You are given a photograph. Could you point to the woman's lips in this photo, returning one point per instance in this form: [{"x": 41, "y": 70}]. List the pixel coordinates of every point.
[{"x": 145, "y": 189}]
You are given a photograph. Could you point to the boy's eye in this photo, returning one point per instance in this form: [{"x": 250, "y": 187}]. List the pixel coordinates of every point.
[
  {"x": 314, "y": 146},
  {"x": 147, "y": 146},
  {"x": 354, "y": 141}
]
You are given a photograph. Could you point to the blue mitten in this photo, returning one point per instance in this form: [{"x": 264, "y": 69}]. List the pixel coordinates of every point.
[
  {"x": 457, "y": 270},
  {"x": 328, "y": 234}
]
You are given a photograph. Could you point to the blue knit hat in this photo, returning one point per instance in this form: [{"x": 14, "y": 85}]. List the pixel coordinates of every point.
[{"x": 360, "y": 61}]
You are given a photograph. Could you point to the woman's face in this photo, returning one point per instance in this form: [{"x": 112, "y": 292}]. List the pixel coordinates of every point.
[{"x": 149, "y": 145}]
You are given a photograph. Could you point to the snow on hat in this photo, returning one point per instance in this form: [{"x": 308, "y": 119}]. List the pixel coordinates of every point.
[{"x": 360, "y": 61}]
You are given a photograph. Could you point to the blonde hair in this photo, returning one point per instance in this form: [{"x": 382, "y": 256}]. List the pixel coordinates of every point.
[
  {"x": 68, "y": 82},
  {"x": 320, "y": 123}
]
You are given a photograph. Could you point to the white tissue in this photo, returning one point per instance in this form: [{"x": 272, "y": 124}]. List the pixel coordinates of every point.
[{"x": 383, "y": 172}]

==

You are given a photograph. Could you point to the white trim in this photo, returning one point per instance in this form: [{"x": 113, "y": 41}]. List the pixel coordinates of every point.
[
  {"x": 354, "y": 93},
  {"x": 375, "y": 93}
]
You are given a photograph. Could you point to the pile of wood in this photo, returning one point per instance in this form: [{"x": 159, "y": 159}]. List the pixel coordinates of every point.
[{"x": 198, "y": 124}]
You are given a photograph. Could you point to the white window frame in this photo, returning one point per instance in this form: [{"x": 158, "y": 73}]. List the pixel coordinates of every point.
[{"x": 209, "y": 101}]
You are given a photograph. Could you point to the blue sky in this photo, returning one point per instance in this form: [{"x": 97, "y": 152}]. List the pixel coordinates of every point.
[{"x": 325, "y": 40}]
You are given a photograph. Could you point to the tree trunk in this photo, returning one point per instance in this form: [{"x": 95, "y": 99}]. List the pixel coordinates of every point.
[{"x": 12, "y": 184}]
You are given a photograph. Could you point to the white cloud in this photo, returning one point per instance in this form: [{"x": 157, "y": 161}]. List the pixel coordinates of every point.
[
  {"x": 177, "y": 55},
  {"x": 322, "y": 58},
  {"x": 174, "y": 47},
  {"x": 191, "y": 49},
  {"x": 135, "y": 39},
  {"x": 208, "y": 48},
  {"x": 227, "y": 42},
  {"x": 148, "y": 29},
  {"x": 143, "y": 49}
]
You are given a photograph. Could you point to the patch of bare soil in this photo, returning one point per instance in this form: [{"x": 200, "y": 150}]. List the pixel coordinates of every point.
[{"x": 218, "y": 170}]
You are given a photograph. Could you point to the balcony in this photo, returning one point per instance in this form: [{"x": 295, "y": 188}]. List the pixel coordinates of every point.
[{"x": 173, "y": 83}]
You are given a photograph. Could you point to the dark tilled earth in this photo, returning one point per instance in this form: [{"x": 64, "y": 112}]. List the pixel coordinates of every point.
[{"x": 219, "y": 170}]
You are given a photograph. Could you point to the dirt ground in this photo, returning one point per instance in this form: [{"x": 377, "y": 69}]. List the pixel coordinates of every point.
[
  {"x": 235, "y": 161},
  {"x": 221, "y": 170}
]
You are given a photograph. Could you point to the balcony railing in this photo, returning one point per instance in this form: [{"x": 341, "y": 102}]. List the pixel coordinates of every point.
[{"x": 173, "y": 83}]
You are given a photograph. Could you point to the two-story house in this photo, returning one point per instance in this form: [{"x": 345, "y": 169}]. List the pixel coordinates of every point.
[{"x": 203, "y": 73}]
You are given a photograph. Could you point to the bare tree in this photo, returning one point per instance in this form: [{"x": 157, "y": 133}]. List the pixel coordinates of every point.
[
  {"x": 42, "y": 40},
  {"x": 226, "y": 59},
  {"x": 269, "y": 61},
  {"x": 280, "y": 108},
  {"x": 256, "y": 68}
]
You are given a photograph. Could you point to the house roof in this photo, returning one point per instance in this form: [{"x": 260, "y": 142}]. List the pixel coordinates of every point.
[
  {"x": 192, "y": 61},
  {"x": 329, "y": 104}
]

--

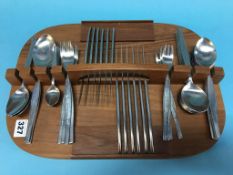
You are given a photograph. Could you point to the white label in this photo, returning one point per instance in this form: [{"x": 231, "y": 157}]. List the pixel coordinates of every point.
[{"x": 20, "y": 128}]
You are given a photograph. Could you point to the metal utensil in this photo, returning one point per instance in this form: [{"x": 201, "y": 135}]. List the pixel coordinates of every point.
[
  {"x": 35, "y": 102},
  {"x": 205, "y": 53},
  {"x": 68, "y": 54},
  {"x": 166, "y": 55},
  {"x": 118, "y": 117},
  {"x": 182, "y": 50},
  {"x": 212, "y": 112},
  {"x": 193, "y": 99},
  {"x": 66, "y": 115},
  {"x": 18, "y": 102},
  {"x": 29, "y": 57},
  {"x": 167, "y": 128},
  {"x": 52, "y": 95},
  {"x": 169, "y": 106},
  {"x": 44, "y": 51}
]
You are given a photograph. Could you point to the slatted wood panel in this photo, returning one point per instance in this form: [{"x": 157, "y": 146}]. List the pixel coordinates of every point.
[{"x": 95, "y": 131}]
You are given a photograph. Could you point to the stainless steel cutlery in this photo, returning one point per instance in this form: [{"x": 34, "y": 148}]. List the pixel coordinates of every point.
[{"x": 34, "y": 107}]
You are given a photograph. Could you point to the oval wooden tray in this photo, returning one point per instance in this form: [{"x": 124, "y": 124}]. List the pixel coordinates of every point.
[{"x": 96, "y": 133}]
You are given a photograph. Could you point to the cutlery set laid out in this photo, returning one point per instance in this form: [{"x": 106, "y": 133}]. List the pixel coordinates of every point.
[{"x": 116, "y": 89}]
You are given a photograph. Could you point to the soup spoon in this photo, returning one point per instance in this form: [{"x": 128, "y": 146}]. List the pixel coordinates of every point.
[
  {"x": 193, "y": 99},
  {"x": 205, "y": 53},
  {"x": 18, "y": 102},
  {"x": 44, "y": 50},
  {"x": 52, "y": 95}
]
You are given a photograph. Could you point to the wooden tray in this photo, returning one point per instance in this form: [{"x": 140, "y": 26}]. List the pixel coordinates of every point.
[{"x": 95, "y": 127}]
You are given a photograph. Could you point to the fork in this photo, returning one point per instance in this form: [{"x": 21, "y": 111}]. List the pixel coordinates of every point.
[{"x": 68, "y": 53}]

◆ **What is being asked**
Report each line of the records above that contains the word "tree". Copy every such line in full.

◆ **Written solution**
You are given a photograph. Could you point to the tree trunk in this photo, returning one point per instance in this form: [{"x": 95, "y": 99}]. List the pixel coordinates of every point.
You are given a photograph. Could you point to the bare tree in this photo, returning one point per instance in this form: [{"x": 157, "y": 133}]. List the pixel coordinates of every point.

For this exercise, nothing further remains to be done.